What you need to do: Once the line with "Query: foreground vegetation" is found in the data, output it and each following line exactly, up to and including the line with "column 61, row 5.", and nothing before or after.
══ Dataset entries
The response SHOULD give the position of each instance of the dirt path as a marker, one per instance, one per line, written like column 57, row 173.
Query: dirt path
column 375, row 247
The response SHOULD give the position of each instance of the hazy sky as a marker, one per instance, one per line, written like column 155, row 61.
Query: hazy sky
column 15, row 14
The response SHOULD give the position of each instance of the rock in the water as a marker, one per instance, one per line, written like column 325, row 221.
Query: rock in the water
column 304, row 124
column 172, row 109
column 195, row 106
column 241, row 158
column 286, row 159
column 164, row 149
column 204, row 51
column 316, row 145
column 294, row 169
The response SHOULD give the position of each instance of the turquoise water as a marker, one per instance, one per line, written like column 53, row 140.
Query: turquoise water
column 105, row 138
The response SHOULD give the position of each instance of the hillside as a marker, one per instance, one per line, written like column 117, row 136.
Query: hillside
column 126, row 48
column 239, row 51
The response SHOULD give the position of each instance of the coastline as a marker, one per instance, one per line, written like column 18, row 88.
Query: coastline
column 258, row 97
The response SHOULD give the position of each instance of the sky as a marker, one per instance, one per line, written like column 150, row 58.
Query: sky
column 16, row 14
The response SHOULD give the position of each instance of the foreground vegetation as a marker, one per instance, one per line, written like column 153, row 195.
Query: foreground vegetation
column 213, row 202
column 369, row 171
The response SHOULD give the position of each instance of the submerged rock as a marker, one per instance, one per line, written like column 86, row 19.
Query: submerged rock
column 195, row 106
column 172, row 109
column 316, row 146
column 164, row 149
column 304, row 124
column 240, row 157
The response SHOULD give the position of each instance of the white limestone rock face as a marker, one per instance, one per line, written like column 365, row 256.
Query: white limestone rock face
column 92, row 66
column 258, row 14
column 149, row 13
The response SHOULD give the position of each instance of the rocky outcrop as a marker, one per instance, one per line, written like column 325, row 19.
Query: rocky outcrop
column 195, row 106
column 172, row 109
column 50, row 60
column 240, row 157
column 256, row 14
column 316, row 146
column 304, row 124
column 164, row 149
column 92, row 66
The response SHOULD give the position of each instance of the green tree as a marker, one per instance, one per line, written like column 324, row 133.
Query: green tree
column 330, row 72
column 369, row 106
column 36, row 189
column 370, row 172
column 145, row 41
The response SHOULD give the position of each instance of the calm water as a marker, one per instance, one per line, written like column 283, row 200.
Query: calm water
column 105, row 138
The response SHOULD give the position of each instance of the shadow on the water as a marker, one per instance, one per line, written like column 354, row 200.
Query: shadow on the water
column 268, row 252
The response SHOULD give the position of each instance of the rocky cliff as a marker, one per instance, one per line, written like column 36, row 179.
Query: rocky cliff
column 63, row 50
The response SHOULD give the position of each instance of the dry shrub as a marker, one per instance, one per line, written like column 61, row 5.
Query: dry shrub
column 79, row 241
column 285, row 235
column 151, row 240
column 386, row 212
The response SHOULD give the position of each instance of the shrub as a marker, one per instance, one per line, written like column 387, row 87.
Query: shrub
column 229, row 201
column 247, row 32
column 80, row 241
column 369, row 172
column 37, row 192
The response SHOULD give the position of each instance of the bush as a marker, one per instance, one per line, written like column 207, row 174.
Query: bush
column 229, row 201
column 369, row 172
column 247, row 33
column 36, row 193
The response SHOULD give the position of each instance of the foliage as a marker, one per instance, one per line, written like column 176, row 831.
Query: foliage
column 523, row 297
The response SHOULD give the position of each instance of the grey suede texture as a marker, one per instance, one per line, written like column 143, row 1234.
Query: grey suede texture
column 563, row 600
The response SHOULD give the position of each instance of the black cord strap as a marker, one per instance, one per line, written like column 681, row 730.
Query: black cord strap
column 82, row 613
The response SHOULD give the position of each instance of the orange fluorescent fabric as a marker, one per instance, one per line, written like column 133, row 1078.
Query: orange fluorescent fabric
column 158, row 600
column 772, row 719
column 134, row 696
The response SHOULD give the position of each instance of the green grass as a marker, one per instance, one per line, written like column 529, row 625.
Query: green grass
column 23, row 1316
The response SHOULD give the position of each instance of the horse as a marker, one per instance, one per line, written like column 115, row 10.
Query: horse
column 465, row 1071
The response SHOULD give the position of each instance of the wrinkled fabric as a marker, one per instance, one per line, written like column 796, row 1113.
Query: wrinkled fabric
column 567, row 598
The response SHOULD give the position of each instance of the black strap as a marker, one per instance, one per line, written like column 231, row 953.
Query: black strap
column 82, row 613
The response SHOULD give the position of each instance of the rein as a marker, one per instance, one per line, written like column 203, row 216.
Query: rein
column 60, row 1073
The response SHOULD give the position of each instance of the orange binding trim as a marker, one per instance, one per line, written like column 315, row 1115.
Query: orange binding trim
════
Worked solution:
Query: foreground vegetation
column 213, row 202
column 369, row 171
The response SHOULD give the position of each instance of the submerged rock as a marker, one per instance, one per line, written like column 86, row 19.
Query: submerged rock
column 195, row 106
column 172, row 109
column 316, row 146
column 164, row 149
column 304, row 124
column 240, row 157
The response SHOULD give the position of each instance of the white limestone rock face as a marker, one per instance, one per line, written like column 365, row 256.
Query: white limestone rock face
column 92, row 66
column 258, row 14
column 149, row 13
The response SHOULD give the position of each instance of the rocky outcrop as a marker, one per instance, one per line, written like column 325, row 19.
Query: rocky outcrop
column 195, row 106
column 172, row 109
column 50, row 60
column 240, row 157
column 256, row 14
column 316, row 146
column 304, row 124
column 164, row 149
column 92, row 66
The response SHOULD give the position of each instance of the green tree as a marker, one per instance, one per line, written like column 324, row 133.
Query: green tree
column 330, row 72
column 369, row 106
column 36, row 189
column 370, row 172
column 145, row 41
The response SHOULD give the position of each instance of the calm water as a marker, one per instance, one per line, written like column 283, row 200.
Query: calm water
column 105, row 138
The response SHOULD give the position of each instance of the shadow on the water as a marker, one per instance, one per line, written like column 354, row 200.
Query: shadow on the water
column 268, row 252
The response SHOULD give the position of each instance of the rocky cliff as a marker, one per instance, one per line, written like column 36, row 179.
Query: rocky cliff
column 63, row 50
The response SHOULD give the position of each instance of the dry shrub as a marker, one per instance, one per line, written like column 61, row 5.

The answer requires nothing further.